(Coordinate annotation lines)
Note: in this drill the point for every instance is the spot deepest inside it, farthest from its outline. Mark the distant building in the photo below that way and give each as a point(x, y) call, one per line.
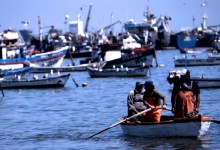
point(76, 27)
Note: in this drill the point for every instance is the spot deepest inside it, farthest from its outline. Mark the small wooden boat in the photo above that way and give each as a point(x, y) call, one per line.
point(12, 72)
point(207, 82)
point(196, 50)
point(186, 40)
point(82, 67)
point(44, 82)
point(16, 54)
point(203, 81)
point(116, 72)
point(168, 127)
point(197, 61)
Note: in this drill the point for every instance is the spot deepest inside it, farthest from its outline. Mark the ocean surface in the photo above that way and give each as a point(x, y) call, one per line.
point(61, 118)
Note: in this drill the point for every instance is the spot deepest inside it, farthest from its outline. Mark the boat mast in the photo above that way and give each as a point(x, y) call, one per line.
point(40, 34)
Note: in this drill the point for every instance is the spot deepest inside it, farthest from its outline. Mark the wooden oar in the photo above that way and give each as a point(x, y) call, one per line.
point(2, 89)
point(121, 121)
point(208, 119)
point(216, 121)
point(75, 82)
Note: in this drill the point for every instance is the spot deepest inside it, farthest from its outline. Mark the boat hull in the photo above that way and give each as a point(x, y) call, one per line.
point(53, 59)
point(50, 82)
point(134, 60)
point(196, 62)
point(207, 82)
point(166, 129)
point(122, 72)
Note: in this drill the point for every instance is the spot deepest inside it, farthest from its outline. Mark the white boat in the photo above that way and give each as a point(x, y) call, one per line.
point(117, 72)
point(205, 82)
point(14, 72)
point(197, 61)
point(14, 53)
point(82, 67)
point(133, 60)
point(35, 82)
point(168, 127)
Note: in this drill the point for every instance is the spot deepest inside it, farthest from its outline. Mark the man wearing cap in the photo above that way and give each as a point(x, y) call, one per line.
point(152, 99)
point(135, 102)
point(185, 96)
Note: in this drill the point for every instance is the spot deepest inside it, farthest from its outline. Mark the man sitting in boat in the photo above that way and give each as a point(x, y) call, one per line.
point(135, 102)
point(185, 97)
point(152, 99)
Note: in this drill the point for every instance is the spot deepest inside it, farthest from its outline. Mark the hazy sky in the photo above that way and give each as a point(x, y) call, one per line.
point(52, 12)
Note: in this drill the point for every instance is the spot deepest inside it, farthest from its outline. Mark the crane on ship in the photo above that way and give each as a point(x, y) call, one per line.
point(88, 18)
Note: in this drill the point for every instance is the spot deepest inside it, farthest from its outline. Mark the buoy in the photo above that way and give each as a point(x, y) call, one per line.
point(84, 84)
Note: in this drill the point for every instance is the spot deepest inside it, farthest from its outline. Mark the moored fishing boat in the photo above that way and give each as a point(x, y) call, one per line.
point(168, 127)
point(205, 82)
point(14, 52)
point(117, 72)
point(197, 61)
point(35, 82)
point(14, 72)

# Exercise goal
Print every line above verbatim, omitting the pictures.

# Result for this exercise
Note: in this drill the point for every instance is the spot deepest inside it, farthest from its outline. Mark the distant building in the photo below that way and give each as a point(x, y) call, one per line.
point(76, 27)
Note: in this drill the point for every instance is the spot deepest inside it, farthest from its outline. Mark the small wooden boat in the photo above that way and give each as a point(x, y) call, one per line.
point(12, 72)
point(207, 82)
point(196, 50)
point(186, 40)
point(82, 67)
point(44, 82)
point(16, 54)
point(203, 81)
point(116, 72)
point(168, 127)
point(197, 61)
Note: in this drill the point for every instance is the spot deepest inside it, farthest from its outline. Mark the ocean surface in the photo above that way and give each as a point(x, y) call, one per line.
point(61, 118)
Note: in this drill the point for every instance is the spot deepest inside it, farthest from its outline. Mark the boat mast in the photo above that way and give each as a point(x, y) call, one per line.
point(40, 34)
Note: in this drill the point for every instance is the spot deepest inside it, farthest from its outline. Mark the wooden oar in the photo above that way and give each as a point(x, y) call, one per line.
point(2, 89)
point(121, 121)
point(208, 119)
point(216, 121)
point(75, 82)
Note: in this drill the point for every instance is the spot deepest inside it, farthest from its outline. Mark the boat hull in the photo above that way and give each as a point(x, y) call, one per line.
point(53, 59)
point(50, 82)
point(134, 60)
point(196, 62)
point(207, 82)
point(166, 129)
point(122, 72)
Note: in this drill the point for every instance is the spot deepest inside it, farthest from its outline. Mark the white boat in the photo above that way and give each as a point(x, y) call, one per line.
point(117, 72)
point(205, 82)
point(14, 72)
point(197, 61)
point(14, 53)
point(82, 67)
point(133, 60)
point(35, 82)
point(168, 127)
Note: in this drill the point for every instance is the spot deepest inside it, farthest from its outline. Mark the man wearing cap in the photo above that way and give each as a point(x, y) call, one per line.
point(152, 99)
point(135, 102)
point(185, 96)
Note: in this drill the point for every instance is the spot deepest inside it, farthest from its outline. Mark the man sitting in boat in the photo above that way and give each as a point(x, y) call, one per line.
point(135, 102)
point(185, 97)
point(152, 99)
Note: in this drill the point for every instance is the spot deepest inside it, farthest from its outline. Mark the hazy sky in the photo above that way and give each as a point(x, y) call, one per line.
point(52, 12)
Note: in this drill the point for every instance is the spot deepest inside it, farthest from its outline. Mark the crane on ship in the photo above that way and give each as a point(x, y) call, one per line.
point(88, 18)
Note: in this drill the point for every instance is the spot deepest inside it, farthest from its outline. Mark the buoy in the photo above that way and give each as a point(x, y) call, one per line.
point(84, 84)
Note: in this drill the point for every instance is the spot deepest inside it, farthest from its outline. Mark the moored fishing boat in the photo above that way and give each as a point(x, y) call, one per line.
point(168, 127)
point(205, 82)
point(14, 52)
point(117, 72)
point(197, 61)
point(35, 82)
point(14, 72)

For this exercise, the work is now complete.